Reproduce all of the entries below, replacing "overcast sky" with "cloudy sky" and leaving everything else unchanged.

## Source material

>> Begin

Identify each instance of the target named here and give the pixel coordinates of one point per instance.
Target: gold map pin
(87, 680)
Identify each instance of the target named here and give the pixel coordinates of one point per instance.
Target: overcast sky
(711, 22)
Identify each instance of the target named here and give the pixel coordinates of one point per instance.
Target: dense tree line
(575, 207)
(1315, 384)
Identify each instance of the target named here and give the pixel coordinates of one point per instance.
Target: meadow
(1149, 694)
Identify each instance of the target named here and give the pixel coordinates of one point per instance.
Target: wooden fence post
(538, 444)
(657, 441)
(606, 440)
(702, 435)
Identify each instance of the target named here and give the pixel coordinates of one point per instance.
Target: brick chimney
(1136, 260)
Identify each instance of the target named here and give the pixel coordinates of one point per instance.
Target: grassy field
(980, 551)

>> End

## Answer to the task
Identify each instance of the target named here and give the pixel coordinates of one point per instance.
Target: gold map pin
(87, 680)
Identify each instance of the target named here and give the pixel coordinates of one point per instance.
Target: cloudy sky
(711, 22)
Identify each instance of the target named here and give the pixel coordinates of one point per instance.
Target: dense tree line
(575, 207)
(1315, 384)
Identify each instance of the target named here and give the pixel coordinates of one point per instance.
Target: meadow
(1149, 694)
Identify each instance of the target named here and give the pixel coordinates of one point per instance.
Target: wooden fence post
(538, 444)
(657, 441)
(606, 440)
(702, 435)
Identify each instance of the target named here and give the pixel coordinates of one point per instance.
Target: brick chimney
(1136, 260)
Identify each instance of the target named here and give the pixel coordinates of one point per instance.
Target: grassy field
(980, 551)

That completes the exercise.